Transcribe all of the data exactly, leaving nothing out.

(Record set)

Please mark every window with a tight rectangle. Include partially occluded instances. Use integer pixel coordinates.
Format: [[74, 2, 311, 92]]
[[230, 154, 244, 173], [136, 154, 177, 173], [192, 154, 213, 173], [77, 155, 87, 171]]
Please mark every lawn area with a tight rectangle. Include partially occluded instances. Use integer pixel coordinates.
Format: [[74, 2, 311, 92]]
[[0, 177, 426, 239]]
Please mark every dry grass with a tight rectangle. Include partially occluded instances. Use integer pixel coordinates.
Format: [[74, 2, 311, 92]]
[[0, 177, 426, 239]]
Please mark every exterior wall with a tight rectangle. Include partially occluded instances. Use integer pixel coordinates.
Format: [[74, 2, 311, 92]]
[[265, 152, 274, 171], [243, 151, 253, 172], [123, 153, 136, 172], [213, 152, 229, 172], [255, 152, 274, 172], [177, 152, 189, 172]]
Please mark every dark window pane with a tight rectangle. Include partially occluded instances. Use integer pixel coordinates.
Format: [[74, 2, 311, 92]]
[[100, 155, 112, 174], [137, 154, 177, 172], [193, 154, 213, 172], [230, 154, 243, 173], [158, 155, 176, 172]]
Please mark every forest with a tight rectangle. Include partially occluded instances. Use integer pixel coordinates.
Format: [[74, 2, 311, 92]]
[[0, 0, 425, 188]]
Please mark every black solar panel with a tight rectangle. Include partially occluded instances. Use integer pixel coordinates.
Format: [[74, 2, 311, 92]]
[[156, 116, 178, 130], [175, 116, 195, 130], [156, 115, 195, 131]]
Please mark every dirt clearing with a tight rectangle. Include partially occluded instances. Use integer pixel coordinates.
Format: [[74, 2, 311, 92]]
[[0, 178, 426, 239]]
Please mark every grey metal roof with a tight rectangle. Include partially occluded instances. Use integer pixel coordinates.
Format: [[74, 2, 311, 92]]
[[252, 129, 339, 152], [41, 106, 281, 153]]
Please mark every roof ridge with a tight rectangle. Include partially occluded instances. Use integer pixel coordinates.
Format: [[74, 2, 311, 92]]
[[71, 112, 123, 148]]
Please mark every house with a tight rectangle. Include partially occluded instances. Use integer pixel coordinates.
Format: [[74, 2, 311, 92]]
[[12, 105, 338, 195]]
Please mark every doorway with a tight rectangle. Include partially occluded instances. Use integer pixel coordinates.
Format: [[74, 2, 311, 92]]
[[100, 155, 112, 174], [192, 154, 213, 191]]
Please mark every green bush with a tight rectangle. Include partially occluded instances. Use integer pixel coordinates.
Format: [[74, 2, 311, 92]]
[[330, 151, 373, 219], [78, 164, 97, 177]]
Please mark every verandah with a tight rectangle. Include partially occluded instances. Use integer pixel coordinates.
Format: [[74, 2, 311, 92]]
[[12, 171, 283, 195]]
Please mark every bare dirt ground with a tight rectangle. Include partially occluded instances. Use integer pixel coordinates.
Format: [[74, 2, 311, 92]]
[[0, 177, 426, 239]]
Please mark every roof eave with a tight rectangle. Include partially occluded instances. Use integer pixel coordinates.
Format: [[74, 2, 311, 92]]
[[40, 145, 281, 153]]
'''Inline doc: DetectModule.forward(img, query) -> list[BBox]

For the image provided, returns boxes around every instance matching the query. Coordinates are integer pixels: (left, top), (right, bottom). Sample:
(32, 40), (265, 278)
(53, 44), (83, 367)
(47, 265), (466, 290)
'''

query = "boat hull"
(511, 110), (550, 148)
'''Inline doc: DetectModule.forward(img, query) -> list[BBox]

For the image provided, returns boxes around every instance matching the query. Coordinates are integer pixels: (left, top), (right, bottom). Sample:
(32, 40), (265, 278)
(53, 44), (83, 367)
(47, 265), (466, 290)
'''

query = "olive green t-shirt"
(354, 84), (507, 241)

(End Record set)

Response for this exercise »
Please mark every window with a tight rectangle. Include partially occluded instances. Use integer pixel coordinates.
Format: [[74, 2, 311, 92]]
[[230, 154, 244, 173], [136, 154, 177, 173], [192, 154, 213, 173], [77, 155, 87, 171]]
Please mark every lawn area with a tight rectangle. Include partially occluded instances. Use integer pixel coordinates.
Format: [[74, 2, 311, 92]]
[[0, 177, 426, 239]]
Please mark every dry grass with a tight rectangle. Include partially occluded instances. Use integer pixel coordinates.
Format: [[74, 2, 311, 92]]
[[0, 177, 426, 239]]
Please mark every exterior wall with a tight rectangle. Include partially occluded instances. Use integer pixel coordinates.
Format: [[74, 2, 311, 92]]
[[265, 152, 274, 171], [243, 151, 253, 172], [123, 153, 136, 172], [213, 152, 229, 172], [255, 152, 274, 172], [177, 152, 189, 172]]
Please mark every dark window pane with a tight rectangle. Include partially occluded instances. Use integer pixel coordinates.
Format: [[74, 2, 311, 92]]
[[100, 155, 112, 174], [137, 154, 177, 172], [193, 154, 213, 172], [230, 154, 243, 173], [158, 155, 176, 172]]
Please mark every forest with a tight rectangle. Include partially occluded instances. Use integer pixel coordinates.
Format: [[74, 2, 311, 92]]
[[0, 0, 425, 188]]
Please mark every black solar panel with a tight rectangle. Include partially occluded instances. Use integer pixel coordinates.
Format: [[74, 2, 311, 92]]
[[156, 116, 178, 130], [175, 116, 195, 130], [156, 115, 195, 131]]
Please mark every dirt clearing with a tight rectangle. Include partially occluded instances. Use integer pixel coordinates.
Format: [[74, 2, 311, 92]]
[[0, 178, 426, 239]]
Please mark every grey metal roof with a tight rectangle. Include partially occluded instances. Use integer pixel coordinates.
Format: [[74, 2, 311, 92]]
[[252, 129, 339, 152], [41, 106, 281, 153]]
Please mark every roof ridge with a tight rectangle. Include partially occluded instances. Use integer pixel coordinates.
Format: [[74, 2, 311, 92]]
[[71, 112, 123, 148]]
Please mark every house with a tight rectangle. Include partially occluded instances. Use integer pixel coordinates.
Format: [[74, 2, 311, 92]]
[[12, 105, 338, 195]]
Please mark every doorway with a tight rectangle. Include partially occluded instances. Use integer pixel coordinates.
Format: [[74, 2, 311, 92]]
[[100, 155, 112, 174], [192, 154, 213, 191]]
Please mark every green bush with a tight rectangle. Include partially occluded instances. Use integer pixel coordinates.
Format: [[74, 2, 311, 92]]
[[330, 151, 373, 219], [78, 164, 97, 177]]
Please mark every verandah with a tight rectangle. Include partially occluded instances. Use integer pixel coordinates.
Format: [[74, 2, 311, 92]]
[[12, 171, 283, 195]]
Please mark every bare dirt ground with a tight rectangle. Include partially occluded instances. Use integer pixel coordinates.
Format: [[74, 2, 311, 92]]
[[0, 177, 426, 239]]
Please mark every roof eave with a tight rectangle. Include partially occluded instances. Use integer pixel coordinates.
Format: [[74, 2, 311, 92]]
[[40, 145, 281, 153]]
'''Inline doc: DetectModule.forward(img, query) -> list[BBox]

For the image provided, returns boxes around every instance matching the query. Coordinates are integer pixels: (left, top), (right, bottom). Sample:
(32, 40), (265, 278)
(53, 44), (83, 367)
(47, 265), (466, 290)
'''

query = "boat hull"
(511, 110), (550, 148)
'''Inline doc: DetectModule.forward(img, query) -> list[BBox]

For the image provided, returns boxes around every instance matching the query. Coordinates are integer pixels: (left, top), (right, bottom). Sample:
(32, 40), (265, 278)
(53, 44), (83, 367)
(47, 265), (466, 290)
'''

query = "olive green t-shirt"
(354, 84), (507, 241)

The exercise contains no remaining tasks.